■ **OBJECTIVE**:
Return the material word for word. Do not include pictures.

■ **EXTRACTED ENTRIES**:

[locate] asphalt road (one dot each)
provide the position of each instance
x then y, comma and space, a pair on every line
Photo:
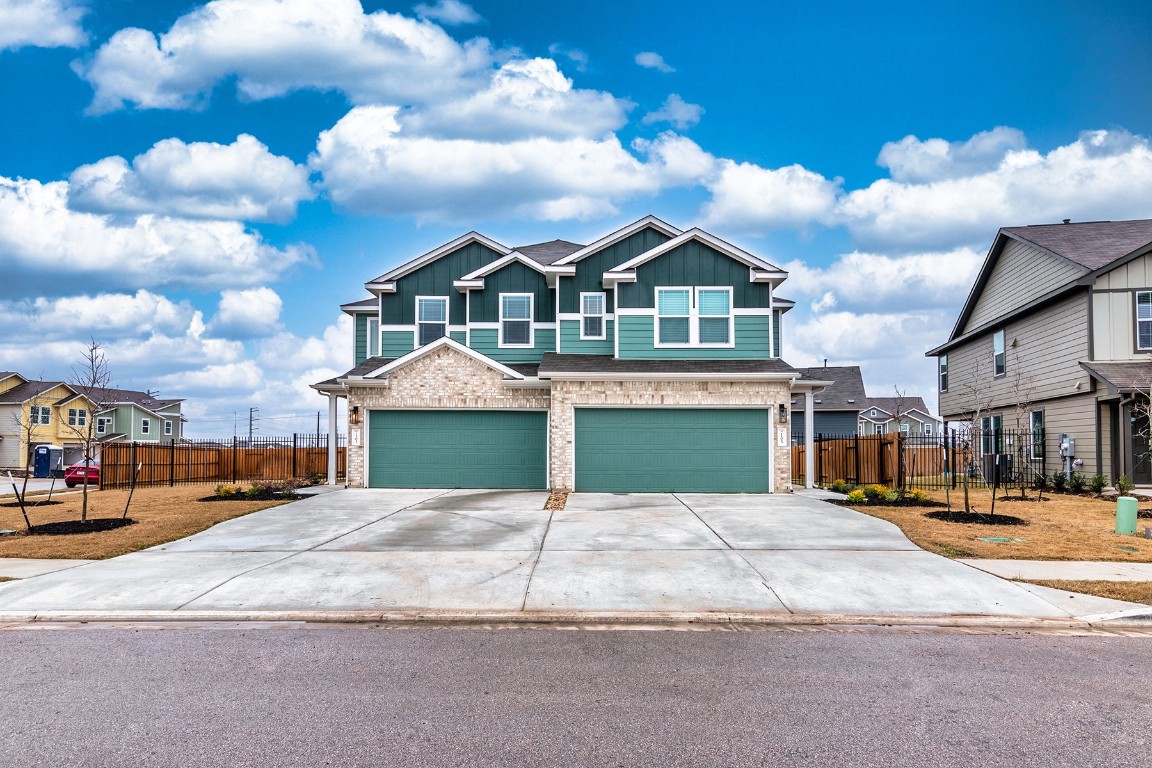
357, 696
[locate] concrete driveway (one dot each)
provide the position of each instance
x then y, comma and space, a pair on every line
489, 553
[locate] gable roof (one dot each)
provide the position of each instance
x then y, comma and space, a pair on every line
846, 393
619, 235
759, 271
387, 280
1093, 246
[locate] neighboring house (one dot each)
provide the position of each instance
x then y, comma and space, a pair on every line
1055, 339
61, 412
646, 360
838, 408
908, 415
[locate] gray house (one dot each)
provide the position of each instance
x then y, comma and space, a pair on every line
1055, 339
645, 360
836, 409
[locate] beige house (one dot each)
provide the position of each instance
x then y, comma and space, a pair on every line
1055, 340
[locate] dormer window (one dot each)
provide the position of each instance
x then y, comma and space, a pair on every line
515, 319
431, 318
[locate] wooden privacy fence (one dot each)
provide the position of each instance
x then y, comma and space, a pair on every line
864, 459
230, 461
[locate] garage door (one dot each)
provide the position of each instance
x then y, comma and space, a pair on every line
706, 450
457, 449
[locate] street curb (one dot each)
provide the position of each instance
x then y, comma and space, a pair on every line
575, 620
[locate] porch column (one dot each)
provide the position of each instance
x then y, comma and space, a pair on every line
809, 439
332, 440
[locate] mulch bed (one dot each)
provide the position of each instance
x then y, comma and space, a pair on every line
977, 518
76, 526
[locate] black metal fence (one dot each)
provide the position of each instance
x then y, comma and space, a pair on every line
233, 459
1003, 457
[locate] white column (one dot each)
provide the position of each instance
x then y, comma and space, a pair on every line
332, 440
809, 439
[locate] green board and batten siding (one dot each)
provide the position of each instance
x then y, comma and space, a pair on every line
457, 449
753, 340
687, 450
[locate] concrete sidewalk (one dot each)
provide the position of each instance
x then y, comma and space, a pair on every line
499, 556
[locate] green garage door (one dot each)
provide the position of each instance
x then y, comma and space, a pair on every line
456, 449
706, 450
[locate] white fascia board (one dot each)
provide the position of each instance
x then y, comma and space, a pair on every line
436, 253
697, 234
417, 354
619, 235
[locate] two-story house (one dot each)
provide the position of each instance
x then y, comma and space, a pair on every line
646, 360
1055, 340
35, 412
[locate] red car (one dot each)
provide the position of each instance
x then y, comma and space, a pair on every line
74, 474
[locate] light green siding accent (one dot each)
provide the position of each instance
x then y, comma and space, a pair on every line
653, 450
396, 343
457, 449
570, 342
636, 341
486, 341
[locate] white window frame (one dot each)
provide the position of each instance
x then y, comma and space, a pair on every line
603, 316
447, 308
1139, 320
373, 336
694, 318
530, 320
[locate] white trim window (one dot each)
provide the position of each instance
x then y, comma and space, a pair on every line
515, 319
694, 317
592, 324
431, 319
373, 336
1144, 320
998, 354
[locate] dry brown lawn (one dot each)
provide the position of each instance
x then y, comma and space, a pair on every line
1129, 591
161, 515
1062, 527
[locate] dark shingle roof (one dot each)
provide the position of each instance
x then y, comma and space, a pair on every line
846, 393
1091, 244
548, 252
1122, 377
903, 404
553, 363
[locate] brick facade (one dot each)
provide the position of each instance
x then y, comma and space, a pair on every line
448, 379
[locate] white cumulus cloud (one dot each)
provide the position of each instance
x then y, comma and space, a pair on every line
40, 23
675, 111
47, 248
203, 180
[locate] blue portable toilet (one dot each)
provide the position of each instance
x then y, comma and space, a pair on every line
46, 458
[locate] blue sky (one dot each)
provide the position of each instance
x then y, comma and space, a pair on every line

■ **SOLUTION TO THIS EXERCISE**:
[locate] asphalt road (one dot each)
provide the position of each instance
x then y, comma and space, a pair on every line
Photo:
357, 696
[locate] concrete driveway (one dot each)
provide the position of each instance
x then y, comma and space, a pair on every line
489, 553
[locate] gable roof (one dot each)
provide the position of each instance
x then y, comma and space, a pair on every line
846, 393
619, 235
759, 271
387, 280
1093, 246
[locate] neighboring house (one dot each)
provide the position of each instance
x then y, comma and space, a pair on every line
1055, 339
61, 412
646, 360
838, 408
908, 415
[locate] gray house (one dot each)
provide the position of each instance
x then y, comma and space, a pair on every line
1055, 339
645, 360
836, 409
[locate] beige house (one dot each)
provide the position of each instance
x then y, comma and space, a pair on every line
1055, 340
[locate] dormer window (one dot each)
provide the position of each instance
x then y, comma and space, a pair on every line
515, 319
431, 318
[locate] wooden privacy fence (one dot each)
provide the position of each instance
x then y, comma and space, a pair on every line
864, 459
230, 461
[locate] garage door (one dot each)
provide the position of each instance
x then y, comma and space, a pair on every line
706, 450
457, 449
[locate] street curb (one dot each)
provide the position of each instance
x then y, comma and space, a pair on every line
575, 620
[locate] porch column (one dot each)
provide the position of each instance
x then y, comma and space, a pair on every line
809, 439
332, 440
[locate] mulch bed (one dot each)
provide the position of each instance
x then y, comma and space, a pair on every line
977, 518
76, 526
[locate] black metal fence (one dot each)
provide the position of each instance
x then y, comma and space, a pair on every line
233, 459
1003, 457
[locate] white column (one dot each)
provide the position of each instance
x then y, comma and space, a pair on every line
332, 440
809, 439
[locate] green board and batten siding (one dot each)
provide the position of each instance
x then y, comma and space, a pair on every line
457, 449
753, 340
687, 450
[locate] concrete sidewalk (one dot each)
provide the position of each instance
x then y, comma and space, a pair on every line
499, 556
[locate] green garage door (one dot each)
provide the position of each instance
x then y, comma and space, a pair on every line
456, 449
706, 450
[locate] white fascia board (one dot each)
provide the position of each instance
x then y, comma and space, a pair on every line
436, 253
697, 234
417, 354
619, 235
[locate] two-story house (one dot each)
provide the position of each instance
x then y, comma and space, a pair on every line
646, 360
1055, 340
35, 412
[locate] red car (one dot each)
provide the position of each instance
x then y, comma and space, a pair on every line
74, 474
[locate] light green siding accent (one dot each)
provide the position of each instance
x then y, comma and space, a pair on every line
653, 450
396, 343
457, 449
570, 342
636, 341
486, 341
[locate] white window frame (one dot each)
provide the position of each instance
x then y, comma and space, a pair on every line
603, 316
447, 308
1139, 320
373, 336
694, 318
530, 320
[locate] white trim window (one dot each)
provide the position of each instance
x then y, comma and space, a pair on every line
515, 319
694, 317
592, 324
431, 319
373, 336
1144, 320
998, 354
[locate] dry brown lawn (one dot each)
provide the position of each instance
x then y, comma and space, a pair on every line
1129, 591
161, 515
1062, 527
[locate] dark shingle roof (one dot each)
provide the position of each instance
x then y, comma and space, a pair on every line
846, 393
1091, 244
548, 252
1122, 377
903, 404
553, 363
[locate] brick facade (one dot each)
provide the position of each instance
x then y, comma and space, a pair on every line
448, 379
[locate] white cumulus cloud (one dot each)
provide the position of each instance
x then y, comma and space, a pair on every line
40, 23
675, 111
47, 248
203, 180
[locate] blue portable toilet (one dot each)
provide the position of each instance
x then y, comma and space, a pair on every line
46, 458
[locate] blue sky (one dot each)
provide the position of each instance
x then y, comma and space, a pair on every line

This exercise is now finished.